Auszug>

□ □ □ □

Totgeglaubte besser tiefer begraben

Hallo zusammen, da sind wir wieder! Pünktlich zu Ostern wiederauferstanden, wenn auch zum Ausgleich um 7:06 (go figure), und voraussichtlich ab sofort alle 14 Tage montags mit einem neuen Artikel. Aber nagelt uns nicht darauf fest. Hat ja vorher auch nichts gebracht, und trotzdem haben wir es Ende der 80er und Anfang der 90er auf insgesamt 7 Ausgaben (siehe oben) geschafft. Ja, sogar beinahe 8, womit schon der Hauptgrund für die digitale Wiederbelebung angesprochen wäre.

Wie es dazu kam

Nun, über die Jahre sind sowohl Wolfi wie ich (Jens – und die übrigen Hähnchen sicher auch) bei diversen Umzügen immer über diese eine Kiste gestolpert, in der wir unsere Speedgickerl Erinnerungen aufbewahren – und mussten kurz überlegen: wegwerfen, ausmisten oder Entscheidung vertagen? Natürlich Letzteres. Manchmal in Begleitung eines sich kurz regenden schlechten Gewissens, weil sooo viel hätte zur Fertigstellung des 8. Heftes nicht gefehlt. Gut, das haben wir uns 1992 auch schon gesagt, und 1994 genauso wie 1993, und jetzt schreiben wir das Jahr… – aber lassen wir das. Damit ist niemandem geholfen.

□ □ □ □

Gespeicherte Einträge:
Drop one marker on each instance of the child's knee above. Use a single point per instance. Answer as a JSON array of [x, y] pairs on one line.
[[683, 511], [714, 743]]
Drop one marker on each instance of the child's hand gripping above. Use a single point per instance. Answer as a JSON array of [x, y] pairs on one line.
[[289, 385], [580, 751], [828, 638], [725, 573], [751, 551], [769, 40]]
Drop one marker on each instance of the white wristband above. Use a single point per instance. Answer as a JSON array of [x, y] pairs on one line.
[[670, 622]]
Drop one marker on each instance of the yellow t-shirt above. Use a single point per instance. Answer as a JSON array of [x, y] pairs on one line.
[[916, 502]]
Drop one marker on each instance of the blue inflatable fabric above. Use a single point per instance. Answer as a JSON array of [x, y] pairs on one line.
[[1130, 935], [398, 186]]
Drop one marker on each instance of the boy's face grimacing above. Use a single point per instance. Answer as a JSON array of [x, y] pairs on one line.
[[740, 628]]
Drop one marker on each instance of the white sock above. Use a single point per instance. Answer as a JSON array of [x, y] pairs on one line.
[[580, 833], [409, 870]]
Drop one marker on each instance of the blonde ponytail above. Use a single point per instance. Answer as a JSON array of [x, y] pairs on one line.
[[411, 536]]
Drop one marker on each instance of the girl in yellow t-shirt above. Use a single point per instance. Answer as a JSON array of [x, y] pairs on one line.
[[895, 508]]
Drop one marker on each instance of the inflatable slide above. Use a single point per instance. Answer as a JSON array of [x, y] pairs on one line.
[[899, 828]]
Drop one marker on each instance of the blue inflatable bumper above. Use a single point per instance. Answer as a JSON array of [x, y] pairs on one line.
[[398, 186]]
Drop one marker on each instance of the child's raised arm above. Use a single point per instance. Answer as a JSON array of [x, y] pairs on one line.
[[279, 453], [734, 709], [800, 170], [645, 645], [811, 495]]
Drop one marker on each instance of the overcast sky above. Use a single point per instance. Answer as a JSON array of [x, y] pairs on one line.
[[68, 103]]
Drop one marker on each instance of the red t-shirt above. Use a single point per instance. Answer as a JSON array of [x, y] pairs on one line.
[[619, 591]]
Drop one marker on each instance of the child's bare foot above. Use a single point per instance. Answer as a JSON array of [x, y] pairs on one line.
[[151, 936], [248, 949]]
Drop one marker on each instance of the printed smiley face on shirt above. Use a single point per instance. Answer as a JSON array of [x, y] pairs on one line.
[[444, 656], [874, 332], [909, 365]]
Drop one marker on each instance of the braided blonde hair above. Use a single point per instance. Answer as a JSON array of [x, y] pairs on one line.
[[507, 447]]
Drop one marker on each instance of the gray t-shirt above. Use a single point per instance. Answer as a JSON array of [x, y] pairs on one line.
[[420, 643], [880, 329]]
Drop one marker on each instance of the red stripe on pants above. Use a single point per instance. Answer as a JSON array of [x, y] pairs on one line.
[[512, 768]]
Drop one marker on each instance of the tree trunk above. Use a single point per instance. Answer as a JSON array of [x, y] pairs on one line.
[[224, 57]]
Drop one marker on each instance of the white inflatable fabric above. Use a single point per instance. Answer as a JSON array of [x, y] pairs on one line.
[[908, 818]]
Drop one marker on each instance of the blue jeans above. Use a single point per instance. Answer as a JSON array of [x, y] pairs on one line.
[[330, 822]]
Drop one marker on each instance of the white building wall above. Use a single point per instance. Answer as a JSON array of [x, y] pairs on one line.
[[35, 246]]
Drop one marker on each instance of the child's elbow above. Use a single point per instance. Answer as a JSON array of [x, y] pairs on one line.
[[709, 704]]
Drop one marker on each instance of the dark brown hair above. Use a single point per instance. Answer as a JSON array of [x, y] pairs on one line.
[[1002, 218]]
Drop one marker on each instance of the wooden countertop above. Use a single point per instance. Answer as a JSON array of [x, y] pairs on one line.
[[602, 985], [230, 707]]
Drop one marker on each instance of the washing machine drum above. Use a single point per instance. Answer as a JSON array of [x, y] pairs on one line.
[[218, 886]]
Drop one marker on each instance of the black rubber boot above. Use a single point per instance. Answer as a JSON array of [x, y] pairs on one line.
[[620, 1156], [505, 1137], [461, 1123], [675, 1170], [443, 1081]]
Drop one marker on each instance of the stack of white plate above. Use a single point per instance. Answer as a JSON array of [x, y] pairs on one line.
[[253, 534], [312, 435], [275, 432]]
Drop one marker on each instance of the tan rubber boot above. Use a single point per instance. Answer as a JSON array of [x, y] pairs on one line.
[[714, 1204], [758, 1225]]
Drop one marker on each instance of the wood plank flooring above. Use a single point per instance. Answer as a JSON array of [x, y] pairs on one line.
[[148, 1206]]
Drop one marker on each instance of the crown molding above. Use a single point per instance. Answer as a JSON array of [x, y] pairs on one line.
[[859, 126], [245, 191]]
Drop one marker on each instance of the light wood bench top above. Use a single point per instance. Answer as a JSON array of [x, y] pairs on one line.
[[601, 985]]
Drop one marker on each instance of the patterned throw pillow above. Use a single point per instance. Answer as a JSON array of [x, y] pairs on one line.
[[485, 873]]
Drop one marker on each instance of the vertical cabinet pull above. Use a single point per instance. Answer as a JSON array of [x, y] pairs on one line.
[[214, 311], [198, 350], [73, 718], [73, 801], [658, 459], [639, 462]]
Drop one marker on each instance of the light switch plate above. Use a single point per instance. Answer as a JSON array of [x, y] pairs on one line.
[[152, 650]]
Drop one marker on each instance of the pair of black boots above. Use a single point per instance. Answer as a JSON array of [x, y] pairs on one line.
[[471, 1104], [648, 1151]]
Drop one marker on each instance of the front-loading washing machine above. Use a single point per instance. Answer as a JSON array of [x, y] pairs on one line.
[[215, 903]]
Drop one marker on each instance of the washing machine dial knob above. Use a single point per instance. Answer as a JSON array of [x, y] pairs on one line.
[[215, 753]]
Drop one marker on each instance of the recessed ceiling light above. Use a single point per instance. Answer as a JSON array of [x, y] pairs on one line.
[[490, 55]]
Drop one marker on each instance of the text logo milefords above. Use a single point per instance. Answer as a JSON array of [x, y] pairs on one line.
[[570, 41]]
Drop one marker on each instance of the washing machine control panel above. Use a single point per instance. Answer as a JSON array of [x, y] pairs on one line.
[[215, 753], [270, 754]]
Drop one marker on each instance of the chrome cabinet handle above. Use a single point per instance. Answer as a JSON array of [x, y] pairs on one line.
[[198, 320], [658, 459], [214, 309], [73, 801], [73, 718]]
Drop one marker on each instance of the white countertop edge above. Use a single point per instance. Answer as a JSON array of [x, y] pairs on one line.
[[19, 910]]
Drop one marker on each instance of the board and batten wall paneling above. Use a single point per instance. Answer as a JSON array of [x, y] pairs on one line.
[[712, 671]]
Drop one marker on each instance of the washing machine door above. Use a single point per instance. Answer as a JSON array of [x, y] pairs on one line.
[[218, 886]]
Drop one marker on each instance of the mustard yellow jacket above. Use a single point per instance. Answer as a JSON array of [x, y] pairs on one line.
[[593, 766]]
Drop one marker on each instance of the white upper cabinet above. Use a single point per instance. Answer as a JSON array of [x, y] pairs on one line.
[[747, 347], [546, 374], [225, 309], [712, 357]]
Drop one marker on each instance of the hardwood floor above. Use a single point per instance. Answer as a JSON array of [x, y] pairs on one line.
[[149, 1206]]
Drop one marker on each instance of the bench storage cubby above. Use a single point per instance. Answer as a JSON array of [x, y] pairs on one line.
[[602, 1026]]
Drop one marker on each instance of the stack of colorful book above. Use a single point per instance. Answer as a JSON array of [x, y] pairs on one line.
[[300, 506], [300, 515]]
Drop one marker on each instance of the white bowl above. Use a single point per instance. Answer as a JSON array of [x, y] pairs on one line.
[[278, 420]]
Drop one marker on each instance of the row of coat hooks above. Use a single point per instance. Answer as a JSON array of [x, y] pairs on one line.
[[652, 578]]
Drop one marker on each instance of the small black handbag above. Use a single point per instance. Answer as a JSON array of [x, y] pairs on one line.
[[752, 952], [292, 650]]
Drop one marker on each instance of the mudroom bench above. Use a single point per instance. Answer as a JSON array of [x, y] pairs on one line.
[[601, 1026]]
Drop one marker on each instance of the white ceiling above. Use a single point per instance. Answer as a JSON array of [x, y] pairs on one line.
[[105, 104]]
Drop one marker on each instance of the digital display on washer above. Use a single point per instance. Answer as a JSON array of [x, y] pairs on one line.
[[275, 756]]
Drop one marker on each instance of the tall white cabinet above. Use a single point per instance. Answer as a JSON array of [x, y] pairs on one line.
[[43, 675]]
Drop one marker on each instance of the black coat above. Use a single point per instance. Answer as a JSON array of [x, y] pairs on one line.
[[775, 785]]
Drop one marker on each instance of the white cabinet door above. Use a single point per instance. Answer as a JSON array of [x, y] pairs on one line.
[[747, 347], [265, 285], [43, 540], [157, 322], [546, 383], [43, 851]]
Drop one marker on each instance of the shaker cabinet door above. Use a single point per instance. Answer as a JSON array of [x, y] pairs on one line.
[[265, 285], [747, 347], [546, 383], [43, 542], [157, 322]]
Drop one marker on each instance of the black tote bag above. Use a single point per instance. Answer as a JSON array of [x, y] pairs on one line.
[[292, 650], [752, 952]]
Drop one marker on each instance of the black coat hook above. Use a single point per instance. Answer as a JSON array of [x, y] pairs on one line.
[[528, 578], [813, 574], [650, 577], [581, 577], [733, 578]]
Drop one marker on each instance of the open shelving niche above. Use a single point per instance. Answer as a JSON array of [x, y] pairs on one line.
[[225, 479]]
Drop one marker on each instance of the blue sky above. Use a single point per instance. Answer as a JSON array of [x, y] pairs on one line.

□ □ □ □

Zu bearbeitende Aufgaben>
a) Erklären Sie in ein bis drei Sätzen, warum sich laut dem Auszug beim Stolpern über die Kiste mit den Erinnerungen manchmal ein schlechtes Gewissen regte.
b) Übernehmen Sie aus dem Auszug wörtlich die Passage von „Hallo zusammen, da“ bis einschließlich „Wiederbelebung angesprochen wäre.“.
Stützen Sie sich ausschließlich auf den Auszug.

Lösungen im Einzelnen>
a) Das schlechte Gewissen regte sich, weil zur Fertigstellung des 8. Heftes nicht mehr viel gefehlt hätte.

b)
Hallo zusammen, da sind wir wieder! Pünktlich zu Ostern wiederauferstanden, wenn auch zum Ausgleich um 7:06 (go figure), und voraussichtlich ab sofort alle 14 Tage montags mit einem neuen Artikel. Aber nagelt uns nicht darauf fest. Hat ja vorher auch nichts gebracht, und trotzdem haben wir es Ende der 80er und Anfang der 90er auf insgesamt 7 Ausgaben (siehe oben) geschafft. Ja, sogar beinahe 8, womit schon der Hauptgrund für die digitale Wiederbelebung angesprochen wäre.